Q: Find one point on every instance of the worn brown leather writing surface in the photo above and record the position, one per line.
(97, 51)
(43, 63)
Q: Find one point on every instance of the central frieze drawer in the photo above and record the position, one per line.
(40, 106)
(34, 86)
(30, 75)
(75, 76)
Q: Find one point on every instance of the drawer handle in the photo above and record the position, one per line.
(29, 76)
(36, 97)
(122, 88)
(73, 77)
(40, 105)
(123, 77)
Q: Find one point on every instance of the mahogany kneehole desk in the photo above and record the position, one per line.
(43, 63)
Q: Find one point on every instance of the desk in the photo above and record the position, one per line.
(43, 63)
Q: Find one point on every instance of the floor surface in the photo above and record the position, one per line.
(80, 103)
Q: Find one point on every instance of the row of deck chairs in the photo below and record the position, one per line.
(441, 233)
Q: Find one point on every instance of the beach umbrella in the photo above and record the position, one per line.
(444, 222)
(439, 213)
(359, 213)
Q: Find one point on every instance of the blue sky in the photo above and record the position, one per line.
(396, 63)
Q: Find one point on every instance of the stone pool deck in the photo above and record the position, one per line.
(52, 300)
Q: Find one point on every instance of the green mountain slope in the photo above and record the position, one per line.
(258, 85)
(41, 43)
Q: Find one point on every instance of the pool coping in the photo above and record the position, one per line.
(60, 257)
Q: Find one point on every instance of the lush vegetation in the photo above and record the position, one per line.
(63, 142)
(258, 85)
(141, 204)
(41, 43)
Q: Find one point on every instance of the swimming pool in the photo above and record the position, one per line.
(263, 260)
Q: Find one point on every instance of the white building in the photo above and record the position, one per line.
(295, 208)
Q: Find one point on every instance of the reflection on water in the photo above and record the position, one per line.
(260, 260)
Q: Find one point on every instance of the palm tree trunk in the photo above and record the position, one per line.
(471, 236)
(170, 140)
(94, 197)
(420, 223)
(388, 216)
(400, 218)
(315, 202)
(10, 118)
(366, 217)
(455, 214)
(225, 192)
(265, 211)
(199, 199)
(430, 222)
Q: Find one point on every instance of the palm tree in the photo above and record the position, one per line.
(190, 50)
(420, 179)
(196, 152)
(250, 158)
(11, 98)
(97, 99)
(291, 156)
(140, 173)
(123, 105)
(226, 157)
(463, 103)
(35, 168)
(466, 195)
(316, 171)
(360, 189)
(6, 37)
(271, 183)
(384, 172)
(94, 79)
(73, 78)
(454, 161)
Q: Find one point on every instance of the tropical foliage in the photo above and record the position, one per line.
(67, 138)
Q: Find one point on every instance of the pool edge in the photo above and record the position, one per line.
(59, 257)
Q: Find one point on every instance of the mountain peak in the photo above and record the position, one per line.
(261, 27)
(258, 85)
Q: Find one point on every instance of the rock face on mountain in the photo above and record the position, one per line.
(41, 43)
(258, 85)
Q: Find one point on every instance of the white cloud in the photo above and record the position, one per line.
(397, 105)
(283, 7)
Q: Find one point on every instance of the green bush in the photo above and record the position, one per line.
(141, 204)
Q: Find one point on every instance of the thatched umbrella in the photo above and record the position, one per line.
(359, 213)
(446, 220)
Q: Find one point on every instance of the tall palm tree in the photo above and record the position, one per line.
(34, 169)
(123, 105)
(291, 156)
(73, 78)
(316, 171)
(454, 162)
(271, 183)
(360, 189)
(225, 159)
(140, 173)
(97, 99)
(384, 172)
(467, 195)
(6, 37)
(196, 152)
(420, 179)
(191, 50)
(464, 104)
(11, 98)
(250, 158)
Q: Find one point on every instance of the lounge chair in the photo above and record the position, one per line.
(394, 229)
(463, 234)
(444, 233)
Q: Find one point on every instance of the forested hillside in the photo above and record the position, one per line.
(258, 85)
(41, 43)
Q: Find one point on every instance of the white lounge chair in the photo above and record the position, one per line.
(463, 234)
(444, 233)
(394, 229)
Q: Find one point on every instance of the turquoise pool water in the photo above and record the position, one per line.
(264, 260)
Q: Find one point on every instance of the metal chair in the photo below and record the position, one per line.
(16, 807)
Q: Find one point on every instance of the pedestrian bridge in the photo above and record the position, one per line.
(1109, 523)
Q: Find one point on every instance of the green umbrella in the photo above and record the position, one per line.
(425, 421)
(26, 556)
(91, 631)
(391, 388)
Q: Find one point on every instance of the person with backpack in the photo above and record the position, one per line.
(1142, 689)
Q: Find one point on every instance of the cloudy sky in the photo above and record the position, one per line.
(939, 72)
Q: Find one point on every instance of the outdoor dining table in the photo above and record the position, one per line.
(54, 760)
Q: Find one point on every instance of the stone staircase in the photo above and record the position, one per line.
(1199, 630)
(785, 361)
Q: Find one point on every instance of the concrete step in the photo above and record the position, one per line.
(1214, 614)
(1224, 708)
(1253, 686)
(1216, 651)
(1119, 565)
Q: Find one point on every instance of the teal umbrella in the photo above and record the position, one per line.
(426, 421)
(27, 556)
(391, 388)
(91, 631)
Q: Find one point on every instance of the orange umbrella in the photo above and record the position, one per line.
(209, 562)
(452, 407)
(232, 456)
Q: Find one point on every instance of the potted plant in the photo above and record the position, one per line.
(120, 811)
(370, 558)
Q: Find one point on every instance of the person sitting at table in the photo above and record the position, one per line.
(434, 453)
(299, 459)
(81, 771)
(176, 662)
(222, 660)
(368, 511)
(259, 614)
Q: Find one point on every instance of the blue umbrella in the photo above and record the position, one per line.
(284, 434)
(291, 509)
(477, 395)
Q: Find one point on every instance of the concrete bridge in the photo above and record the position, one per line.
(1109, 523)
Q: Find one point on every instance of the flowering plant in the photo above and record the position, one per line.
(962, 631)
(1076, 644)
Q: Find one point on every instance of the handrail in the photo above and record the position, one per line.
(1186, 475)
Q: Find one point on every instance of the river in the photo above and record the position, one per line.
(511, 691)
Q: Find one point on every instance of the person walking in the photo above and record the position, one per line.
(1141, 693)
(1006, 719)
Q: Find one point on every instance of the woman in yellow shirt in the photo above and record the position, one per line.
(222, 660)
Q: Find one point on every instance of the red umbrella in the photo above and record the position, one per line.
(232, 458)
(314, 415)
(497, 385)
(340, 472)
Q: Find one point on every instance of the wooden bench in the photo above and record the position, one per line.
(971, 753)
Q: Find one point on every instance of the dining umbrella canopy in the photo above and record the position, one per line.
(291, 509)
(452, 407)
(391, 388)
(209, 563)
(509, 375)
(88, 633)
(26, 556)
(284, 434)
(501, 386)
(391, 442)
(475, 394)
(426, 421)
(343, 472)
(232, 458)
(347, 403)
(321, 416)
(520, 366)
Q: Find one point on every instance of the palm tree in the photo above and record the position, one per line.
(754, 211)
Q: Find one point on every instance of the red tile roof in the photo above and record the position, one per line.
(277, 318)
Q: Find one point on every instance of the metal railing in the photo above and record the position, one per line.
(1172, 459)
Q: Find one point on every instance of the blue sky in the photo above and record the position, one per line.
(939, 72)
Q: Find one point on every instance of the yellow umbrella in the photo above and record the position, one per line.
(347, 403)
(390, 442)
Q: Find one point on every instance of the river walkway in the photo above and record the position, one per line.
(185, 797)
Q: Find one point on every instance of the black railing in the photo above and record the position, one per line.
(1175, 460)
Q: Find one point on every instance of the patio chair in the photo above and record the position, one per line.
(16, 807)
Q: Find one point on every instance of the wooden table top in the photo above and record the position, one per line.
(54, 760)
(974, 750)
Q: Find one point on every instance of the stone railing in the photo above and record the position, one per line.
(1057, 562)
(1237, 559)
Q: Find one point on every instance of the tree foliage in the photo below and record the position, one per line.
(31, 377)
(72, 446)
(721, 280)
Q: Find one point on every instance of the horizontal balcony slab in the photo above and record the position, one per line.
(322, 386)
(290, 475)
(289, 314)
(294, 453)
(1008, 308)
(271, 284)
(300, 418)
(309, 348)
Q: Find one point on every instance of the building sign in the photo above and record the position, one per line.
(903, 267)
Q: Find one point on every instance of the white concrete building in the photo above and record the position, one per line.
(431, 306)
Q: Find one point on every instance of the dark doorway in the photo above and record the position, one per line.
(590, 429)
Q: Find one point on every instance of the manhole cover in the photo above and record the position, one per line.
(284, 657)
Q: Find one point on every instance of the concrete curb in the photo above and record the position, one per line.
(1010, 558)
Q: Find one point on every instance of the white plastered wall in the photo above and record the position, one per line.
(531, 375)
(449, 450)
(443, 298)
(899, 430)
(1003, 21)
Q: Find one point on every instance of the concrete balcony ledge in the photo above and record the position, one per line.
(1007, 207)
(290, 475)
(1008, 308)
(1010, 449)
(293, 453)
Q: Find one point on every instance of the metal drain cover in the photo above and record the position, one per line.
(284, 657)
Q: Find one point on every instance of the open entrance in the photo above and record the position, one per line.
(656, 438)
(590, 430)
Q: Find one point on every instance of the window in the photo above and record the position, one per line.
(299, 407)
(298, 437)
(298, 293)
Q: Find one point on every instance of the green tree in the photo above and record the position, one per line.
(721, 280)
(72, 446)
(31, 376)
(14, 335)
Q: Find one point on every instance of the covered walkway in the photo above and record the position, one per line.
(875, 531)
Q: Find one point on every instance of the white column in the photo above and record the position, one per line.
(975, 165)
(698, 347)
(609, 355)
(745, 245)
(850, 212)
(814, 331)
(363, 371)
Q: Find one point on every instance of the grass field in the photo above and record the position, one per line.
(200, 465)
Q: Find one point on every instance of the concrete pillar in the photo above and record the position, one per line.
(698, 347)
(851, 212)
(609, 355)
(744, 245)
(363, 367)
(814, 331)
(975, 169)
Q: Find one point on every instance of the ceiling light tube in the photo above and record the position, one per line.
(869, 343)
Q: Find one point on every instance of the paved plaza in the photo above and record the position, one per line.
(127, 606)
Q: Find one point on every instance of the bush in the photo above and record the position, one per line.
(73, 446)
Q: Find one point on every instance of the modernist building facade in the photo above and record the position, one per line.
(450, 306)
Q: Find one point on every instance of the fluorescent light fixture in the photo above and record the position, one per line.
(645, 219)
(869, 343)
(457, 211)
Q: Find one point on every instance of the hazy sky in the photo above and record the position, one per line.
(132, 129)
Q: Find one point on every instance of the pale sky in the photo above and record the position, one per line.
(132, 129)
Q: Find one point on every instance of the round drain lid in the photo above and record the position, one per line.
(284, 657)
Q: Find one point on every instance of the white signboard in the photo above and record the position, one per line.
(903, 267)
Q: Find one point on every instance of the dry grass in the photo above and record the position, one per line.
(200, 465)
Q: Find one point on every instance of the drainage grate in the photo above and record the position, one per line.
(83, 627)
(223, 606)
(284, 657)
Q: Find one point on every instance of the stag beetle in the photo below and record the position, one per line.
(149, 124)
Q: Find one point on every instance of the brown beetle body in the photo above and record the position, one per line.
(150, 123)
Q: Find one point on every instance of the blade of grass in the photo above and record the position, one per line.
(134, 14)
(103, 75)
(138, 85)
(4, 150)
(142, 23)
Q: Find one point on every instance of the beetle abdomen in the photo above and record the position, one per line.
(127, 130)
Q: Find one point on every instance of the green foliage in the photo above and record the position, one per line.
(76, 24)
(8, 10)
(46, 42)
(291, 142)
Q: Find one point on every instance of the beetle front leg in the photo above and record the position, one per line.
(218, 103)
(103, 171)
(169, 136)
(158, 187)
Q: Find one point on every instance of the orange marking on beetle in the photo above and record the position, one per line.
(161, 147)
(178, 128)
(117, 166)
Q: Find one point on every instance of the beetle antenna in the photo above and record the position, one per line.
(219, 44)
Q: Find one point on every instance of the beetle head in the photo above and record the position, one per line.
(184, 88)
------------------------------------------------------------
▸ Task statement
Repeat only the stretch of lines starting at the one containing "Q: Find one point on every instance of the green foliage" and running to the final line of the entries above.

▸ Answer below
Q: Find one point on every instance of the green foliage in the photo above and record the position, one per line.
(76, 24)
(8, 10)
(46, 42)
(291, 142)
Q: Find one point on every instance of the beetle front leg in the photo above and record the position, one per line.
(218, 103)
(103, 171)
(169, 136)
(158, 187)
Q: Find one point on every instance of the orange marking on beetle in the photo above and record the position, one per line.
(161, 147)
(178, 128)
(117, 166)
Q: Find one point on every instance of the beetle antenna in the photo above and record the position, one per line.
(219, 44)
Q: Find one point on every instance of the beetle head in the photo above and record the position, one per line.
(184, 88)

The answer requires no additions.